**Challenge:** List each row below that contains the word "downspout", and copy every such line in full. Matches must have the same case.

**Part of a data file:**
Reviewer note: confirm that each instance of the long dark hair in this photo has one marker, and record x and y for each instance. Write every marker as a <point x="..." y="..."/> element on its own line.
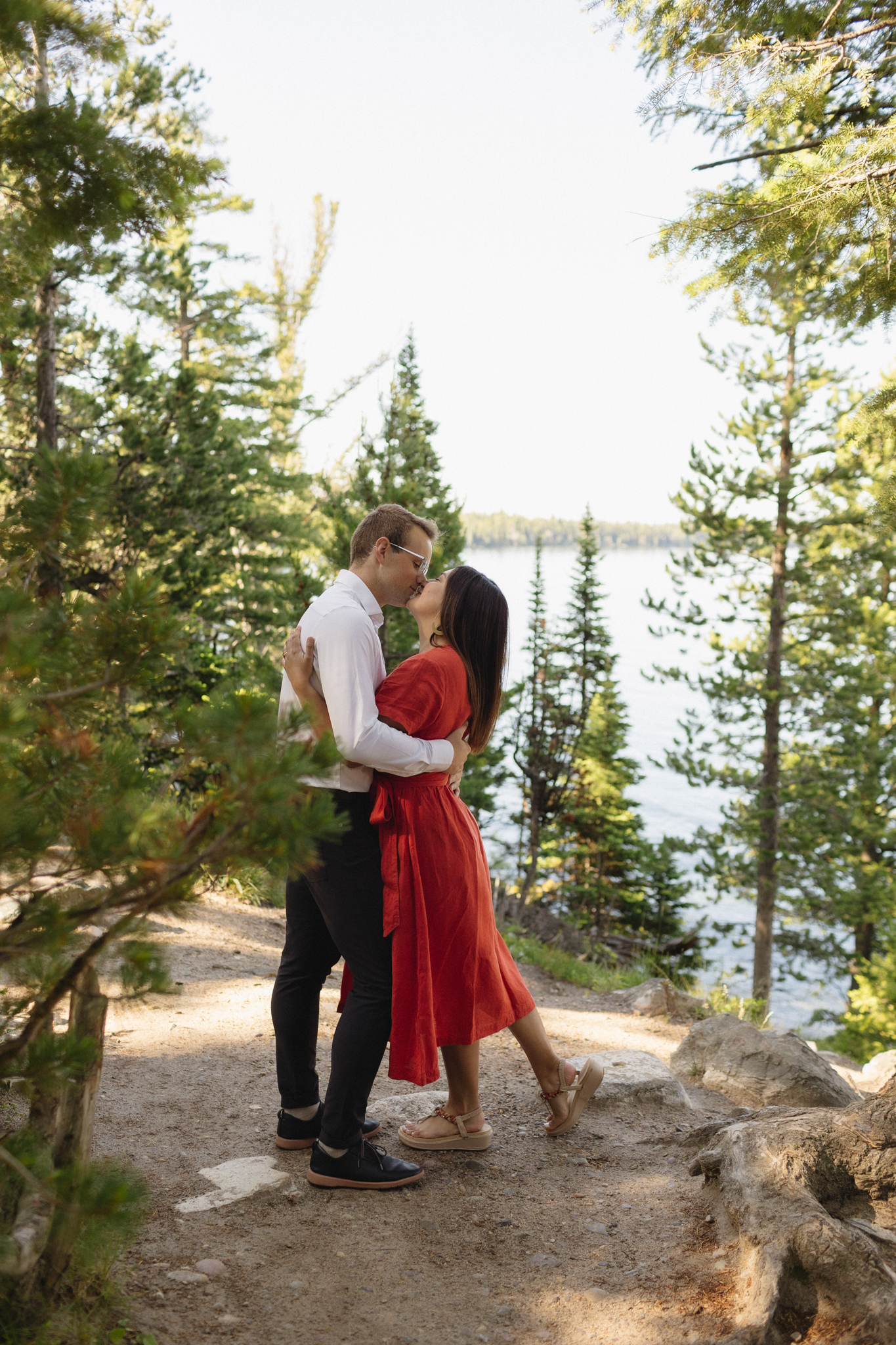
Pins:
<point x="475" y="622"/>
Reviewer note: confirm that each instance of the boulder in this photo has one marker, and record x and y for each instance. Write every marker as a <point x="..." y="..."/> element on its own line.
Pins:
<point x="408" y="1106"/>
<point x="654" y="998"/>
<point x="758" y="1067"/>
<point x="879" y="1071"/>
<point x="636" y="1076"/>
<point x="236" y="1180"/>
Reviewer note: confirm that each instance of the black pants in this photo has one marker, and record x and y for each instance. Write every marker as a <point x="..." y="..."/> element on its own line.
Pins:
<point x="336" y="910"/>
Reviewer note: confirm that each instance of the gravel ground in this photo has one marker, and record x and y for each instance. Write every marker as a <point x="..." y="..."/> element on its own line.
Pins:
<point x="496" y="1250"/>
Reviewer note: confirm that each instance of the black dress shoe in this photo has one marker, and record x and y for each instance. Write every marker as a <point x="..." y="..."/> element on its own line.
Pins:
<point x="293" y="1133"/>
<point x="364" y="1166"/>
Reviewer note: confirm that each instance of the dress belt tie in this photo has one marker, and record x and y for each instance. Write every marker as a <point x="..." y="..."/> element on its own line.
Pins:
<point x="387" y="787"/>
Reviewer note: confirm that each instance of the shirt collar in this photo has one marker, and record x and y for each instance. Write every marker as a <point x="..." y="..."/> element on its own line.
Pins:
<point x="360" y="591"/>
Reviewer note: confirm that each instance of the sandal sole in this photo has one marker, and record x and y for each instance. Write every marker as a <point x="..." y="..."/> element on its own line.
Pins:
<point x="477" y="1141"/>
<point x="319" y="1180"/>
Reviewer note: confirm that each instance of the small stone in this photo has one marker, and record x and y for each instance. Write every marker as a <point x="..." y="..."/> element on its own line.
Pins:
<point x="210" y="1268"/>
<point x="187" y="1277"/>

...

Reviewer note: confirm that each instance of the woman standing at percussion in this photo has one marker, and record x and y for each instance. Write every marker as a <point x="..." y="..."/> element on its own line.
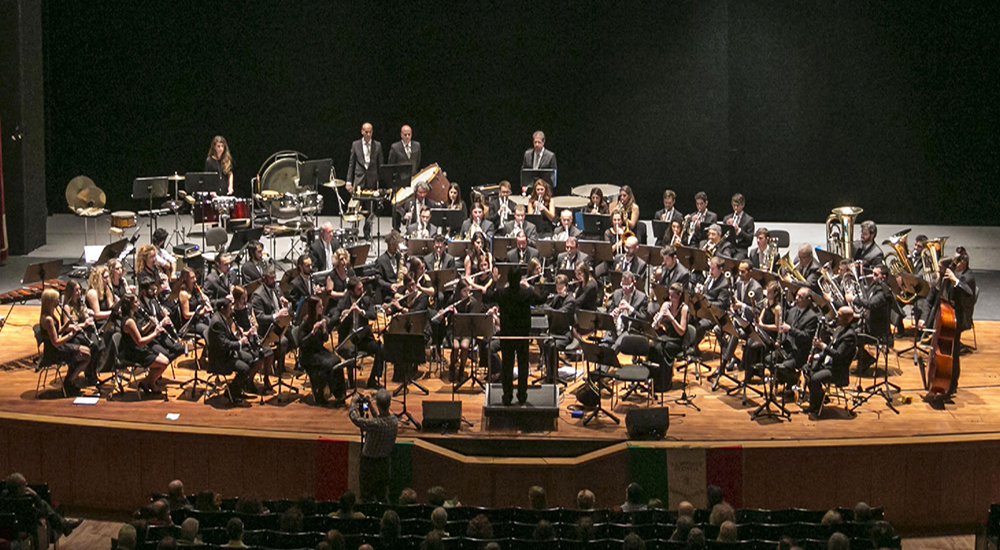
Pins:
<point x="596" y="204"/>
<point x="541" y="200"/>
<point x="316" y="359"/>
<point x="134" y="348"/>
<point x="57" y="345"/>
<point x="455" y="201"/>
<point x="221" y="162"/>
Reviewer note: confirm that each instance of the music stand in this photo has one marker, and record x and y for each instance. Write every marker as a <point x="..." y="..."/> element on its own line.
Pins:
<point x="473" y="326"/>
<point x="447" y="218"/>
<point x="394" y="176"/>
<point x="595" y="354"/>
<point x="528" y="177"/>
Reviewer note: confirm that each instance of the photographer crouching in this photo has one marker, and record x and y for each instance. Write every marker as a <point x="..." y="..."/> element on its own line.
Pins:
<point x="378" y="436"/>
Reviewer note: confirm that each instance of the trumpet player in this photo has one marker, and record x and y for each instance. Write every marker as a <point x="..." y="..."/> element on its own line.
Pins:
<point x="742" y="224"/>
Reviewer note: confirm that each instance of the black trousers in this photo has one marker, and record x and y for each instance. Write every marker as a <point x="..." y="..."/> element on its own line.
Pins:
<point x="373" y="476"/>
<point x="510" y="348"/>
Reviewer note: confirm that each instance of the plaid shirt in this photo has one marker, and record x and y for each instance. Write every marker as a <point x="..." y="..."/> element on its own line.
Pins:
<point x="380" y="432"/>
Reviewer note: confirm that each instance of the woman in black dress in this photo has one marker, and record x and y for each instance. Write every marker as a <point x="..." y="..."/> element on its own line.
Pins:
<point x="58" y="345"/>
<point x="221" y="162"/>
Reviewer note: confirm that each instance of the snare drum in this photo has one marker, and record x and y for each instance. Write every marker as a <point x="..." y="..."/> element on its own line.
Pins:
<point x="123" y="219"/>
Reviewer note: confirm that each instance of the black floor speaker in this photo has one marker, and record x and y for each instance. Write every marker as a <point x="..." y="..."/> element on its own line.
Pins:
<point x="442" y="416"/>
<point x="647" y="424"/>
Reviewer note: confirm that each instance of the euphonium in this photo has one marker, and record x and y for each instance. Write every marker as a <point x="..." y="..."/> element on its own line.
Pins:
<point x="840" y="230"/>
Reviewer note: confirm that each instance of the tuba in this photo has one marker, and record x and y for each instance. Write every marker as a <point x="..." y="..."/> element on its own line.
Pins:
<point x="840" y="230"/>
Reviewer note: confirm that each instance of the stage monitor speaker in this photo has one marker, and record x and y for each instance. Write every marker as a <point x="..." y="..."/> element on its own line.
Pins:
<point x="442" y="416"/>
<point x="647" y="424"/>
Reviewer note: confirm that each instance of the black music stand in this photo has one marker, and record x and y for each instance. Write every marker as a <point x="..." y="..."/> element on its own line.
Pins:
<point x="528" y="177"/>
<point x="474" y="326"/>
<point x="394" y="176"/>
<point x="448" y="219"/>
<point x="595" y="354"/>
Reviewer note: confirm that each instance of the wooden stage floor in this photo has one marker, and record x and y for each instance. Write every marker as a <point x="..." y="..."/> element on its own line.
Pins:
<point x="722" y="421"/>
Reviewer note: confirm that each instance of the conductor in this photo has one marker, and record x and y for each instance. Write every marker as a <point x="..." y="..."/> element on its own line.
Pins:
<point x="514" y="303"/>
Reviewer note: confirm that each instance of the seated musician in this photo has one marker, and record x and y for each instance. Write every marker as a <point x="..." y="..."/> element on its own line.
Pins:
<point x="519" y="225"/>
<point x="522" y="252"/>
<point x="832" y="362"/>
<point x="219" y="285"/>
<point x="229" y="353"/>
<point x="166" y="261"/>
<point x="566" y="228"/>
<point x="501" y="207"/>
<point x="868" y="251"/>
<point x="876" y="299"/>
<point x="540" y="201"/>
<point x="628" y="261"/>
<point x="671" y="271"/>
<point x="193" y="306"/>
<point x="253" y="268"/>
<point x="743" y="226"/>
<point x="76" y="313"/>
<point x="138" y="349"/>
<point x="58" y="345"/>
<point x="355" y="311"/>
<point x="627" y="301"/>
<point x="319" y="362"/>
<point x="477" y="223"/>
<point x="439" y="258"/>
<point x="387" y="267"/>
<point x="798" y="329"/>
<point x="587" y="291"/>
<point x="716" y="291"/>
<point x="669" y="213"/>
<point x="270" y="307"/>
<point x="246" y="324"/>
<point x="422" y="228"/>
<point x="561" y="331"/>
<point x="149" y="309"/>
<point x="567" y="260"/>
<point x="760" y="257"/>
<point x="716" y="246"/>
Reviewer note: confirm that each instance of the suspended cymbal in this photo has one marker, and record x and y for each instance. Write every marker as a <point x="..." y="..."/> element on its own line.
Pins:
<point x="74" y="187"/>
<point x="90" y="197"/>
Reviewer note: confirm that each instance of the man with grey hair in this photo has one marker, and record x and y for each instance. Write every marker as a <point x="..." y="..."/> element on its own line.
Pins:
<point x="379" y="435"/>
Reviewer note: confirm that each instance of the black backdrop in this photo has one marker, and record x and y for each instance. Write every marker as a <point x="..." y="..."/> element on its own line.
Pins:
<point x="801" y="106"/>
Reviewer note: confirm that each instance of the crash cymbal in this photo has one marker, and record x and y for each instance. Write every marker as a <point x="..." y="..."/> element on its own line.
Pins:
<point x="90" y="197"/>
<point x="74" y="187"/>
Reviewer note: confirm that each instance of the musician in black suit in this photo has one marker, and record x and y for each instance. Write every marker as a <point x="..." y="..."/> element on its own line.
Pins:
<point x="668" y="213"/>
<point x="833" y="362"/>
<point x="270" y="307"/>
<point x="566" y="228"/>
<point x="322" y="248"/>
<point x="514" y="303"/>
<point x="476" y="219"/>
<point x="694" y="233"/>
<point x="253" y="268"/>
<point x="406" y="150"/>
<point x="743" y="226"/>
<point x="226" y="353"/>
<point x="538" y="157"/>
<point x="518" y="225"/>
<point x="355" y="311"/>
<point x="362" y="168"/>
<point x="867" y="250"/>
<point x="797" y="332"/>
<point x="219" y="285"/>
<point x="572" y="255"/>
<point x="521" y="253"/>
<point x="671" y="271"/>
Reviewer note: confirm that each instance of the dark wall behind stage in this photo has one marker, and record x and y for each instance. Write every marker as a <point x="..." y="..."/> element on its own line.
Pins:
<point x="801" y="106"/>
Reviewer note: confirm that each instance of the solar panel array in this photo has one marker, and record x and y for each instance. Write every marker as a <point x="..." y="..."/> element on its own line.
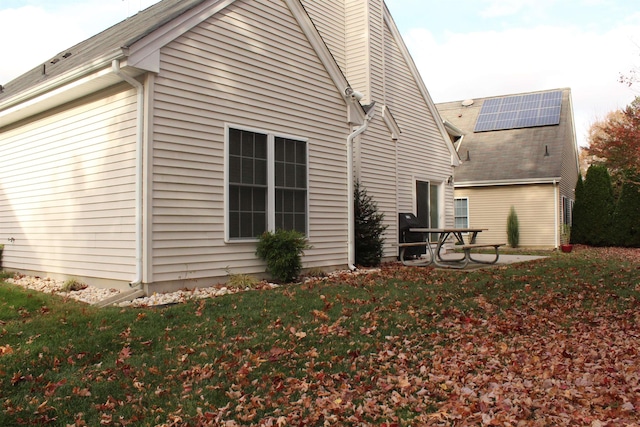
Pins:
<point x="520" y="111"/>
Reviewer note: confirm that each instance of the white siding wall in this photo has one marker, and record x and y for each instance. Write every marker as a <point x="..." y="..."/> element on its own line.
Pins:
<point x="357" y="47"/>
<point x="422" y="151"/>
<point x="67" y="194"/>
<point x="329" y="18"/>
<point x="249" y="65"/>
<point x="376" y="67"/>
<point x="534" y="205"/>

---

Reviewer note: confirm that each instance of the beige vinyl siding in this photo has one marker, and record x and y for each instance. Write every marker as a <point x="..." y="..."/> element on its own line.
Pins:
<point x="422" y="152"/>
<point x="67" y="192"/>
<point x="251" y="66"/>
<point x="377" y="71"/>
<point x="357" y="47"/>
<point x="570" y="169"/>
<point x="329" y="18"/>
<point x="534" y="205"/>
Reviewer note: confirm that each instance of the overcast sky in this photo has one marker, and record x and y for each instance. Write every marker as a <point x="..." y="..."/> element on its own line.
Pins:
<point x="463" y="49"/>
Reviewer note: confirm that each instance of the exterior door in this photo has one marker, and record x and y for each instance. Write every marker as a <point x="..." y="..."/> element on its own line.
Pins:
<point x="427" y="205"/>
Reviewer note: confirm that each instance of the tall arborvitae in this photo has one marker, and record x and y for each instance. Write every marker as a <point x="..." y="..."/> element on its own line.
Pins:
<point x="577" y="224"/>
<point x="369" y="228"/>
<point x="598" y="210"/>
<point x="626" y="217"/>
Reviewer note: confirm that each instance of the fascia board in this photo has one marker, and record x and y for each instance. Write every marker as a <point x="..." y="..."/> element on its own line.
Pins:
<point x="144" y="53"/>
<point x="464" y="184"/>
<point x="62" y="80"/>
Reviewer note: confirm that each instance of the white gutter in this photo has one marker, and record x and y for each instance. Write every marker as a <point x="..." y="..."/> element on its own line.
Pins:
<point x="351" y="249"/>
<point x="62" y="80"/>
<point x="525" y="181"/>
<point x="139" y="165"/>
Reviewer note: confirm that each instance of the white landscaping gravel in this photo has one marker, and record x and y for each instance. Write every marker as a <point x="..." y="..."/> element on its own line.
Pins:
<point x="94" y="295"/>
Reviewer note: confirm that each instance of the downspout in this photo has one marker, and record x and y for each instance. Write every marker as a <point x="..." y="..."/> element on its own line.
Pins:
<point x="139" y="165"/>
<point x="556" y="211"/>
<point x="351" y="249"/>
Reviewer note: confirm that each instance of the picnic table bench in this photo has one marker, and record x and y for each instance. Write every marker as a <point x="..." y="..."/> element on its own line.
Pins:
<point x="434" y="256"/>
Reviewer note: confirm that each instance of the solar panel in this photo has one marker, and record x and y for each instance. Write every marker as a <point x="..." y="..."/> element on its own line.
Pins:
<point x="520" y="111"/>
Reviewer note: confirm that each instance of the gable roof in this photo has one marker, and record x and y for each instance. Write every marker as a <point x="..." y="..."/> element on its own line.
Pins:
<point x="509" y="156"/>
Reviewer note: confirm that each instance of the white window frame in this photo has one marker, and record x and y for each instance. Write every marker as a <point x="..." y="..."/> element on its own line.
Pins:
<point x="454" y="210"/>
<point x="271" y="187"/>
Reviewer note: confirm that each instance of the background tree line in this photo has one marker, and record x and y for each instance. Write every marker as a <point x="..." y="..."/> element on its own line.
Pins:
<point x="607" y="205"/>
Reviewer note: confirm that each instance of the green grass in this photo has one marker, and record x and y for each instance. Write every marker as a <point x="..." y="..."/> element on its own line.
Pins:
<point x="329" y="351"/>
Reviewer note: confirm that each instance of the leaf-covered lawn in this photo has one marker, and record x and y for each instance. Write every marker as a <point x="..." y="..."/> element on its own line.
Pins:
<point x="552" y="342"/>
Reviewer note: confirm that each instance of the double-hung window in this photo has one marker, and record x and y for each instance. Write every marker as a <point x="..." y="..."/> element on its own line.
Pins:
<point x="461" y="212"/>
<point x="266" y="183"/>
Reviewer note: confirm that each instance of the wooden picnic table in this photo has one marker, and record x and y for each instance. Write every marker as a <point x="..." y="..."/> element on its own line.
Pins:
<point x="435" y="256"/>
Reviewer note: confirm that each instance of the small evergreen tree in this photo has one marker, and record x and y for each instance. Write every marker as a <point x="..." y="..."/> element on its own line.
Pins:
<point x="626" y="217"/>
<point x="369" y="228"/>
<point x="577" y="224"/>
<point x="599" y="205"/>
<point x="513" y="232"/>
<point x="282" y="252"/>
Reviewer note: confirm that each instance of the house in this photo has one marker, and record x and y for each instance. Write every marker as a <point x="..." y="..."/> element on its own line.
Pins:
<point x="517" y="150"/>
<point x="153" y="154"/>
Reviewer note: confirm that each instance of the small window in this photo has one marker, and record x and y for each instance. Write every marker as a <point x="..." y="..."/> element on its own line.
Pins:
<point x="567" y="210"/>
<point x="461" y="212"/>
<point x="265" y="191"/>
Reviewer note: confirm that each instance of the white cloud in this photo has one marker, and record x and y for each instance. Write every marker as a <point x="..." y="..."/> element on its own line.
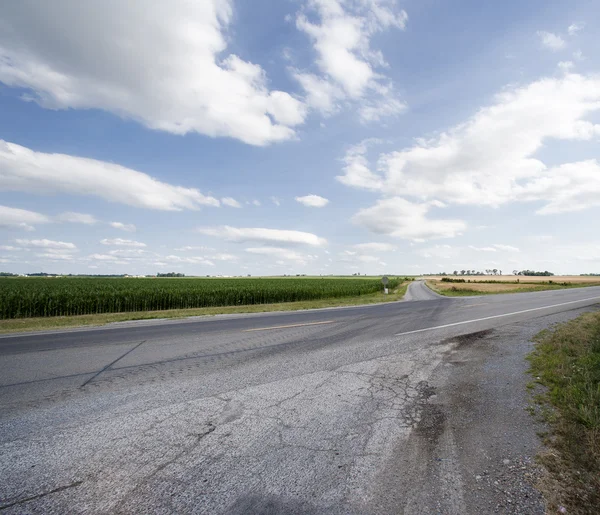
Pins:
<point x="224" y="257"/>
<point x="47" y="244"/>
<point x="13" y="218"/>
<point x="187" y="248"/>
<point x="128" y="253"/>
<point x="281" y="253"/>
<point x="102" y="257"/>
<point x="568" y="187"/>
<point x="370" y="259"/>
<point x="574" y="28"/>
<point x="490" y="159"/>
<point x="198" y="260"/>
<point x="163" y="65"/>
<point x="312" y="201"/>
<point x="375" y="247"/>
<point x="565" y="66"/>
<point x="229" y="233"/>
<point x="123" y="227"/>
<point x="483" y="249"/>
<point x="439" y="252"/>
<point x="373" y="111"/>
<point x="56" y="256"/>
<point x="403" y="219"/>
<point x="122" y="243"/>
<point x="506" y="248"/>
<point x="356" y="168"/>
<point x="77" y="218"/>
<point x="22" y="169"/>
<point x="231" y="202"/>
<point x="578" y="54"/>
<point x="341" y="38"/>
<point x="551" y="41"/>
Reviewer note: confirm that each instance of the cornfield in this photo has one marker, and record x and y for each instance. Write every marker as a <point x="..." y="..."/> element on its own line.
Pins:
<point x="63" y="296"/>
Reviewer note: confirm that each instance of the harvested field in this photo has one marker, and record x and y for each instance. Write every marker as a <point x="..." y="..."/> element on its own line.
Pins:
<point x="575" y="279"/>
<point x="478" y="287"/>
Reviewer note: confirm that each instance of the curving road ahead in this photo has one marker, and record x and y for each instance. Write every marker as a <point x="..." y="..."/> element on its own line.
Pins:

**The completed task:**
Reviewer note: confirm that each instance of the downspout in this photo has one marker, and record x and y for each instance. Write every marker as a <point x="..." y="..."/> element on its own line.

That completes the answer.